======== Фрагмент текста

Испытывая жгучее одиночество, я с трепетом вступил под своды храма, который посещали в изгнании все великие русские люди – от Шаляпина до Рахманинова, от Бунина до Коровина… Я шел с большим волнением на встречу с обломками великой Духовности России, с остатками недострелянных русских аристократов, славных воинов Белой армии, так трагично проигравших свой бой за Россию. Словом, я ждал встречи с чем-то очень родным и близким.
Золото иконостаса, колеблющееся пламя свечей… Прекрасно и благовдохновенно звучит пасхальный хор, который раньше в Москве я слышал в записи на пластинке, подаренной мне молодой русской эмигранткой Машей Трубниковой – дочерью священника-эмигранта.
Я жадно впивался в лица прихожан, толпившихся в храме. Как они были не похожи на своих соотечественников за «железным занавесом»! Но глаза многих из пожилых людей, особенно у женщин, излучали такое же безысходное горе и веру, как и у нас, в советской России. А вот лица помоложе – очевидно, это дети «первой волны» беженцев. И наконец – совсем юные… Я наслаждался благородством их выражения, а потом увидел в пламени свечи стоявшего вполуоборота юношу, словно сошедшего с полотен Левицкого или Кипренского. Это было весной 1968 года.

================

Вопросы и задания:
1. Перепечатайте часть фрагмента, которая начинается словами «Я жадно впивался» и заканчивается словами «весной 1968 года.».
2. Кто, согласно фрагменту, подарил рассказчику пластинку с записью пасхального хора?
3. Пожалуйста, перескажите короче абзац фрагмента, начинающийся словами «Я жадно впивался в лица прихожан», в виде списка, сохранив главные факты.

======== Исходные данные

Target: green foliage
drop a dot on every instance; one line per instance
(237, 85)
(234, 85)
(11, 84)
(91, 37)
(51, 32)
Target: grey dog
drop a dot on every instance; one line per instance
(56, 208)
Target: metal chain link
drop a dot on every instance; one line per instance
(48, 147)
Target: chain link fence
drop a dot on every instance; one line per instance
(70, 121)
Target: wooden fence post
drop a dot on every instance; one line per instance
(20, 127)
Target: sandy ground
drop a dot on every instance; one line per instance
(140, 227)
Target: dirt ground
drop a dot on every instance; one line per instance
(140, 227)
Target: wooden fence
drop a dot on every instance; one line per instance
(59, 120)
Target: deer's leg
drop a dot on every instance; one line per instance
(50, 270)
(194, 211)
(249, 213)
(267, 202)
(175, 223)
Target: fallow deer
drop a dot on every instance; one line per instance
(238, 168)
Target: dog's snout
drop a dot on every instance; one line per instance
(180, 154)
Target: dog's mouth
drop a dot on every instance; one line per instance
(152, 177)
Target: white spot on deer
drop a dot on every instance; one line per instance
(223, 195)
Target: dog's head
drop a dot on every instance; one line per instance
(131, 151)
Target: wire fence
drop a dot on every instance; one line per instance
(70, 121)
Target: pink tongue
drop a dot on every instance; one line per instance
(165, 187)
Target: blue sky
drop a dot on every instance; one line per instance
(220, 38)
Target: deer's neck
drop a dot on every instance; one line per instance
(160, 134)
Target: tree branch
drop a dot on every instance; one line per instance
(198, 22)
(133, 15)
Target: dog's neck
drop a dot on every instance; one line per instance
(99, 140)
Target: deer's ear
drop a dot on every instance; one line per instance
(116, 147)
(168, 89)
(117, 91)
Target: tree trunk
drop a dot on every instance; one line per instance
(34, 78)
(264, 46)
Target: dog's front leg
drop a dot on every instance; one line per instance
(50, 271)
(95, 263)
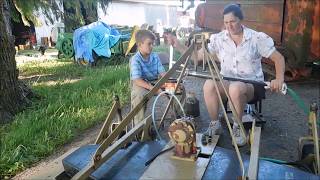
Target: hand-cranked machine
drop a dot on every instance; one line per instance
(184, 156)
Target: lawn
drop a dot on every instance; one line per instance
(71, 99)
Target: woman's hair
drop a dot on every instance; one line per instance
(234, 9)
(142, 35)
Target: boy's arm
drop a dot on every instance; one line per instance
(142, 83)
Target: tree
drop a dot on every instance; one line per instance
(14, 94)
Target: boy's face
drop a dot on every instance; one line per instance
(146, 46)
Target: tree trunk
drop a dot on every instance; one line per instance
(13, 93)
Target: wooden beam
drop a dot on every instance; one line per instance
(254, 156)
(104, 131)
(92, 166)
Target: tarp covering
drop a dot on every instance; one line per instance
(97, 36)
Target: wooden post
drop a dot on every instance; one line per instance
(254, 156)
(104, 131)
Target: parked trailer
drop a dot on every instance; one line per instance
(293, 24)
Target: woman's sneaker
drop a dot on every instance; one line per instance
(241, 140)
(214, 129)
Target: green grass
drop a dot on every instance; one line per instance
(72, 98)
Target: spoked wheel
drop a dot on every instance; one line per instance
(67, 48)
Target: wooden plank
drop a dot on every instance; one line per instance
(106, 125)
(166, 167)
(92, 166)
(254, 157)
(209, 148)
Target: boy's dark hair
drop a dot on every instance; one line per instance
(234, 9)
(143, 34)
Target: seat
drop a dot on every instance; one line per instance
(255, 112)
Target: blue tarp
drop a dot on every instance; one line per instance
(96, 36)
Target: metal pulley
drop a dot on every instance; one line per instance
(182, 132)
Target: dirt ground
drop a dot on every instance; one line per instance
(285, 124)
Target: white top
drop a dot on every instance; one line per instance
(242, 61)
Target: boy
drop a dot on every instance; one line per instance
(145, 67)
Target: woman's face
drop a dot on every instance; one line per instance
(232, 24)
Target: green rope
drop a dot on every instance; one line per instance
(300, 102)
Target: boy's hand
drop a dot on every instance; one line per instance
(276, 85)
(159, 91)
(171, 39)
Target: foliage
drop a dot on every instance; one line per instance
(72, 98)
(26, 9)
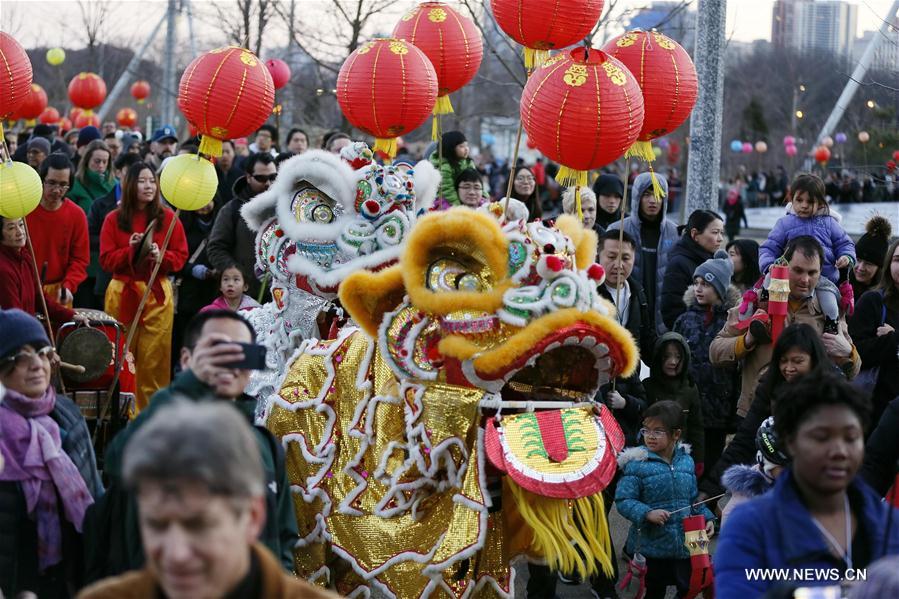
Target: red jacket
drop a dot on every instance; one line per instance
(19, 289)
(60, 241)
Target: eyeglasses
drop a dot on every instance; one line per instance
(24, 357)
(656, 433)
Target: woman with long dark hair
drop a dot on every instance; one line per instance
(141, 214)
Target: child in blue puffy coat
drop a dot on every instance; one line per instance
(656, 492)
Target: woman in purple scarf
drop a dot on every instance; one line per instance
(49, 474)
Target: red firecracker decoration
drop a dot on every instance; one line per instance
(34, 103)
(140, 91)
(582, 112)
(49, 116)
(667, 77)
(126, 117)
(451, 42)
(226, 93)
(386, 88)
(544, 25)
(279, 71)
(15, 77)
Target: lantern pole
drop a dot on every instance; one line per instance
(132, 328)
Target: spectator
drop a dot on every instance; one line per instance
(702, 237)
(58, 230)
(744, 254)
(806, 520)
(210, 346)
(804, 257)
(48, 471)
(609, 191)
(131, 258)
(231, 240)
(201, 506)
(655, 236)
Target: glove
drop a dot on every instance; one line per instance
(199, 271)
(847, 298)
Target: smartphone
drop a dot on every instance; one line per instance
(253, 357)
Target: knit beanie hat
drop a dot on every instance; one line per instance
(20, 329)
(872, 246)
(87, 135)
(717, 272)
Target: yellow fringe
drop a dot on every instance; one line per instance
(210, 146)
(641, 150)
(559, 527)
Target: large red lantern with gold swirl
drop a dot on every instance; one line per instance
(544, 25)
(582, 109)
(451, 42)
(386, 88)
(87, 90)
(225, 93)
(667, 77)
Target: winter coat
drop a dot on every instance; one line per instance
(640, 323)
(877, 351)
(882, 451)
(232, 241)
(728, 348)
(274, 583)
(681, 389)
(111, 525)
(719, 386)
(650, 483)
(777, 531)
(682, 263)
(823, 227)
(633, 225)
(18, 532)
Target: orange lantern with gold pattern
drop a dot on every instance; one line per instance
(451, 42)
(666, 76)
(387, 87)
(582, 109)
(225, 93)
(544, 25)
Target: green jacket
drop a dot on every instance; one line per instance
(113, 543)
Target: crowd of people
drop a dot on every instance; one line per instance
(796, 427)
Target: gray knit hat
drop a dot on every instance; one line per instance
(717, 272)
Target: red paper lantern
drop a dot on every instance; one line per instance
(451, 42)
(667, 77)
(15, 77)
(140, 91)
(387, 87)
(87, 90)
(582, 113)
(279, 71)
(226, 93)
(34, 103)
(544, 25)
(49, 116)
(126, 117)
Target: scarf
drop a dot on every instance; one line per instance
(32, 449)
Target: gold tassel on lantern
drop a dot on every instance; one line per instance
(572, 534)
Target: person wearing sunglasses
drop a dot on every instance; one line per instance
(49, 476)
(231, 240)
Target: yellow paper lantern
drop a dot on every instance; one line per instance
(56, 56)
(20, 189)
(188, 182)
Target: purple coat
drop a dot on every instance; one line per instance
(823, 227)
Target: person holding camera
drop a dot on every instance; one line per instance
(219, 352)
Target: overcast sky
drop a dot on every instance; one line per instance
(48, 23)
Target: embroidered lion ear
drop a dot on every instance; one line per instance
(456, 260)
(367, 296)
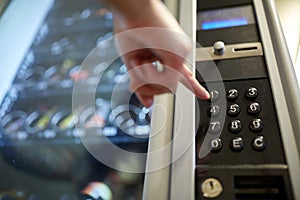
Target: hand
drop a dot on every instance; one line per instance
(147, 32)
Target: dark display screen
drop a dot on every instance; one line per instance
(225, 18)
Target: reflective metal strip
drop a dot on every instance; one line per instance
(231, 51)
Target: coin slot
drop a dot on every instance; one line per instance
(259, 187)
(245, 49)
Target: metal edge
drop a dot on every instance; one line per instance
(183, 167)
(287, 71)
(159, 138)
(284, 119)
(230, 51)
(19, 25)
(156, 183)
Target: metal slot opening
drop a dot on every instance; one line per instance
(245, 49)
(259, 187)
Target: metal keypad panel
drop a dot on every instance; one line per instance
(249, 134)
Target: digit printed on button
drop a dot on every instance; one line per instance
(251, 93)
(214, 127)
(256, 125)
(214, 95)
(216, 145)
(233, 110)
(213, 111)
(235, 126)
(232, 94)
(254, 108)
(259, 143)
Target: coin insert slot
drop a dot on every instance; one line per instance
(245, 49)
(259, 187)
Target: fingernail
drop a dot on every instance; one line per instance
(149, 102)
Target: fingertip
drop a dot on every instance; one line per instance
(146, 101)
(203, 94)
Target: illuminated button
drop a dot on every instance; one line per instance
(254, 108)
(232, 94)
(213, 111)
(214, 127)
(237, 144)
(256, 125)
(233, 110)
(219, 48)
(259, 143)
(251, 93)
(216, 145)
(214, 95)
(235, 126)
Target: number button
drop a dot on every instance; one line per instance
(256, 125)
(214, 127)
(235, 126)
(259, 143)
(251, 93)
(234, 110)
(213, 111)
(254, 108)
(216, 145)
(232, 94)
(237, 144)
(214, 95)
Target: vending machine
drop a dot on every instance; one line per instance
(52, 146)
(244, 142)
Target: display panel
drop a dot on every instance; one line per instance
(225, 18)
(42, 155)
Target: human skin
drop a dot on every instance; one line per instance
(146, 31)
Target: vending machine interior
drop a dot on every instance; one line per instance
(45, 139)
(247, 134)
(244, 142)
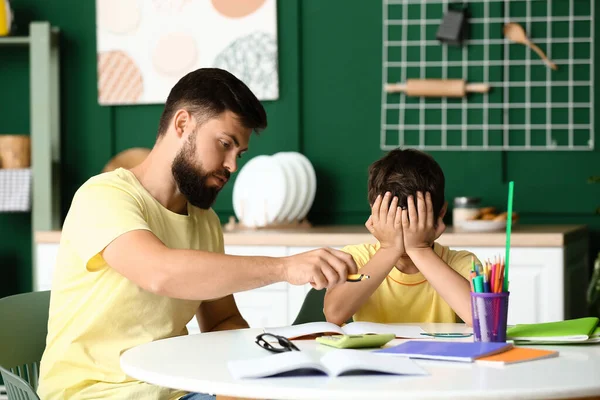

================

Ответы:
1.
Я жадно впивался в лица прихожан, толпившихся в храме. Как они были не похожи на своих соотечественников за «железным занавесом»! Но глаза многих из пожилых людей, особенно у женщин, излучали такое же безысходное горе и веру, как и у нас, в советской России. А вот лица помоложе – очевидно, это дети «первой волны» беженцев. И наконец – совсем юные… Я наслаждался благородством их выражения, а потом увидел в пламени свечи стоявшего вполуоборота юношу, словно сошедшего с полотен Левицкого или Кипренского. Это было весной 1968 года.

2. Молодая русская эмигрантка Маша Трубникова, дочь священника-эмигранта.

3.
- Рассказчик вглядывался в лица прихожан и замечал, как они непохожи на соотечественников за «железным занавесом».
- Глаза многих пожилых людей, особенно женщин, выражали то же безысходное горе и веру, что и в советской России.
- Лица помоложе принадлежали, очевидно, детям беженцев «первой волны». Были и совсем юные лица с благородным выражением.
- В пламени свечи он увидел юношу, будто сошедшего с полотен Левицкого или Кипренского.
- Это было весной 1968 года.